Dataset excerpts
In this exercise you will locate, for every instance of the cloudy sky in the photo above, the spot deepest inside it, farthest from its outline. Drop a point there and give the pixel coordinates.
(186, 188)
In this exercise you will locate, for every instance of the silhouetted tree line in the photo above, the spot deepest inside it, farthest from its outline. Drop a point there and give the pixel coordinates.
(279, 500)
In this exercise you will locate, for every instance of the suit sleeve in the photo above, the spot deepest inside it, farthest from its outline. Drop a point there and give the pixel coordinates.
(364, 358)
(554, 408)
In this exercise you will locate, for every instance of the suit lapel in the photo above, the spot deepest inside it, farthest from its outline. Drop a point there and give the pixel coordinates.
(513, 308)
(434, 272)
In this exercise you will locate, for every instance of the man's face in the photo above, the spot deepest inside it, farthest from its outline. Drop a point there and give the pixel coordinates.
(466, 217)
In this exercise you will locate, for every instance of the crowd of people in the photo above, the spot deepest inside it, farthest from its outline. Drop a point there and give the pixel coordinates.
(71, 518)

● DIRECTIONS: Reproduce the records above exactly, character for character.

● SOLUTION TO THIS EXERCISE:
In this exercise you will locate, for every instance of the cloudy sky in the photo above, the spot deepest inside it, farthest from its outline. Drop a point there and give the pixel coordinates.
(186, 188)
In this exercise you will locate, for every instance of the silhouetted tree line in the photo above, the spot deepest inside it, farthest from its outline. Drop a point there and give the pixel coordinates.
(279, 500)
In this exercise you will locate, for every instance of the suit sleeve in the photo above, the spot deepest inside it, farthest from its outline. Drop a point there and give the pixel coordinates.
(364, 358)
(554, 408)
In this exercise you will locate, for every instance of the suit lapel in the photo above, the spot deepest inside it, farthest from its outline. Drop a point there and give the pixel coordinates.
(513, 308)
(434, 272)
In this exercise you will locate, for every instance of the man's face in the photo above, the spot deepest inside it, farthest from its outline. Drop a point there and give the pixel coordinates.
(466, 217)
In this exercise you will locate, for every instance of the crowd of people in the photo above, the spot deepest inside it, farthest from its outline. Drop a point there and give the pixel coordinates.
(71, 518)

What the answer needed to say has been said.